## Source document
#####
Sunday, September 28, 2014

Anniversary Harvest

We wanted to eat cake. Really we did. A wedding cake that was frozen in time so that a momentous day could be celebrated one year later. Instead, we harvested grapes and made grape juice as we stayed up way past bedtimes and then no one was hungry for wedding cake and I am not sure where the evening (or the cake) went.

I am not sure where the last year went either. A year ago today this is what we looked like, what we were doing. The day was much like today. Sunny, a little chilly, but a beautiful Fall day with friends and family. A good day, one of the best ever.

One year... 365 days...8760 hours. No matter how you look at it, the time flew by. Now the newlyweds aren't so "newly" but they are still blissfully wed. And as much as I loved the wedding day, the days since have been sweet as well. Not perfect because life gets busy, work gets in the way and sometimes the silence stretches on too long, but I look forward to the Sunday afternoons when we are all together to enjoy the laziness, the random text messages that say (although maybe not in these exact words) "I'm thinking about you", the birthday suppers, the "hey, are you at home" moments, and the "Can I stop by?"kind of days.
Yes, life goes on. Wedding days are full of promise, full of what the future holds, and hearts full to the point of overflowing. The days after have those days of crazy love, wonderful Saturdays spent together, the knowing that "goodbye" can simply be "goodnight" and the parting need not happen. Yes, life continues to be good and what the wedding day planted is now being harvested.
A year ago, we were dressed up, looking fine. Today, it is more relaxed, both in the pace and the style.
Instead of rushing to get hair styled, nails filed and makeup in place ready for smiles, I hit pause. I thought about grapes. 

I mean, its not every day that pink shoes fit the ticket and the other day, instead of setting up Morguen Toole with a vintage popcorn and candy bar, setting up table decorations and decorating the church, Lisa-Anna and I picked grapes. Another kind of harvest.

The vines were loaded. I don't think we even made a dent in what was there. Yeah, kinda like life. 
Life comes at us fully loaded. I just might make a dent. 














Did I mention that sometimes grape juice making can get a little messy? Maybe not in your house, but in my house, oh yeah. It gets ugly. All it takes is one rogue hose spraying scalding grape juice and well, you can see for yourself. But messy though it may be and even though the evening got later and later and soon it was in the wee hours of the morning, the results are worth it.

Okay, another life analogy. I can't help it. Life can get messy and ugly too sometimes. Not just in the big ways, but in the little things like bad moods, sour attitudes, harsh words that can't be erased….
#####
## Data for review

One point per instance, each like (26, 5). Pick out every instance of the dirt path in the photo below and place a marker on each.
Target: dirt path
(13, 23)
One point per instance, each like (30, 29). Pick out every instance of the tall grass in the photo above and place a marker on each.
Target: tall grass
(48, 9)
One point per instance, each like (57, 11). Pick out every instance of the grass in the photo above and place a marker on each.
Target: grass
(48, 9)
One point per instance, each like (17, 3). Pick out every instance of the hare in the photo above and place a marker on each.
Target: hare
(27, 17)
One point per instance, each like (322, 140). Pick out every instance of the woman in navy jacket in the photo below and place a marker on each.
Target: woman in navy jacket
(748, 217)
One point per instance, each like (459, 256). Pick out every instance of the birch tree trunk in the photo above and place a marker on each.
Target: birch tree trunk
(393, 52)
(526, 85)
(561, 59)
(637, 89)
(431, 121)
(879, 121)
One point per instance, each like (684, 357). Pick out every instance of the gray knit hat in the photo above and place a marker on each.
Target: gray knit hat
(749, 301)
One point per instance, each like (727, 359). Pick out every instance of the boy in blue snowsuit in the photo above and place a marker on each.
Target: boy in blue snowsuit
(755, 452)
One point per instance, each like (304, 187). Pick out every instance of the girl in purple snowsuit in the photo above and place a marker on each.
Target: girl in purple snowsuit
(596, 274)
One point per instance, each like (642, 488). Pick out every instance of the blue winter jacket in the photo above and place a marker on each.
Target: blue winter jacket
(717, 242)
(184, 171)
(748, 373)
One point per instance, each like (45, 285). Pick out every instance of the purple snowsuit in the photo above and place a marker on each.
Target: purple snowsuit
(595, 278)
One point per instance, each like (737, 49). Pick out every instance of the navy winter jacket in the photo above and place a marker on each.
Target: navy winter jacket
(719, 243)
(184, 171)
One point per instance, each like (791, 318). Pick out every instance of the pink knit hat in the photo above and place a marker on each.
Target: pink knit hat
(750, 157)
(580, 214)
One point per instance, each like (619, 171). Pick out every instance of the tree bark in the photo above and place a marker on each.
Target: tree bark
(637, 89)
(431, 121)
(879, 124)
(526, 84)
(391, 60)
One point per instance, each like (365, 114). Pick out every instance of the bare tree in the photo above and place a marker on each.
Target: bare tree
#####
## Assigned task 1
In the blog post, what did the author and Lisa-Anna pick instead of setting up table decorations and decorating the church?
## Assigned task 2
Quote the part of the blog post that opens with the words containing "A year ago, we" and closes with "kind of harvest.".
The data have no connection to the blog post.

## Task output 1
They picked grapes.

## Task output 2
A year ago, we were dressed up, looking fine. Today, it is more relaxed, both in the pace and the style.
Instead of rushing to get hair styled, nails filed and makeup in place ready for smiles, I hit pause. I thought about grapes. 

I mean, its not every day that pink shoes fit the ticket and the other day, instead of setting up Morguen Toole with a vintage popcorn and candy bar, setting up table decorations and decorating the church, Lisa-Anna and I picked grapes. Another kind of harvest.